» Excerpt provided:
----
The criminal law in its wider sense consists of both the “substantive criminal law” and procedural criminal law: The substantive Criminal law defines offences and prescribes punishment for the same whereas the procedural criminal law facilitates to administer the substantive law and to protect in society against criminals and lawbreakers. In absence of procedural law, the substantive criminal law would be of not much importance because without the enforcement mechanism, the threat of punishment held out to the law breakers by the substantive criminal law would remain formality and empty practice. The Code of Criminal Procedure is complimentary to the Penal Code and failure of the Procedure in criminal laws would seriously affect the substantive criminal law. The substantive criminal law by its very nature cannot be self-operative. In absence of procedural law, the substantive criminal law could be almost worthless. By incorporating Section 35A in the Code of Criminal Procedure by the Code of Criminal Procedure (Amendment) Act, 2003 the legislature has provided the provision of deduction of imprisonment in cases where convicts may have been in custody except in the case of an offence punishable only with death. The Legislature did not use the word “only” unconsciously. The word ‘only’ has been used in Section 35A to restrict the exception in case of an offence punishable with death. That is, in case of an offence punishable with death alone will not get the benefit of Section 35A. That is, the category of offence is one which is punishable with death. In case of other clauses of offences not punishable with death, the provision of deduction of imprisonment in cases where convicts may have been in custody.
----
» The problem: According to the criminal law excerpt, which Act added Section 35A to the Code of Criminal Procedure? The listing is separate material, unrelated to the criminal law excerpt.

» Available data:
----
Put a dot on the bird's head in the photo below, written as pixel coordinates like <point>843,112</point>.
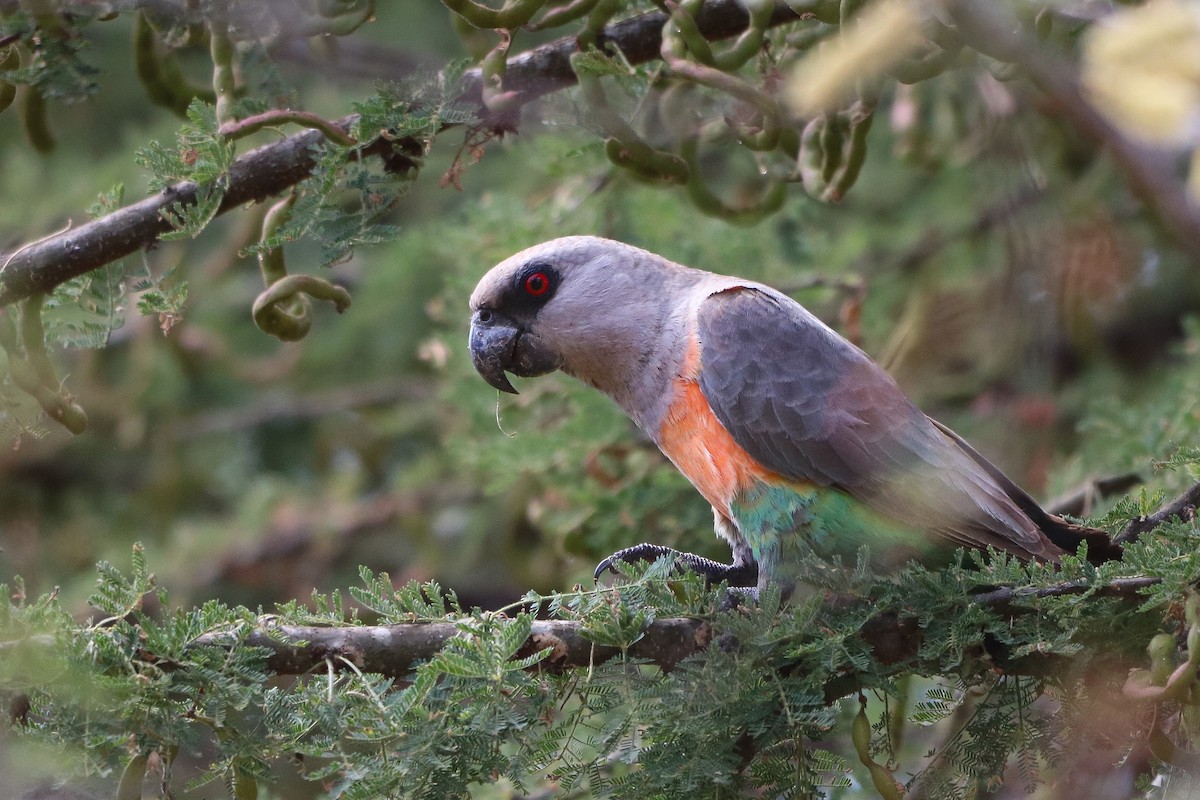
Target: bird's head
----
» In response: The Code of Criminal Procedure (Amendment) Act, 2003.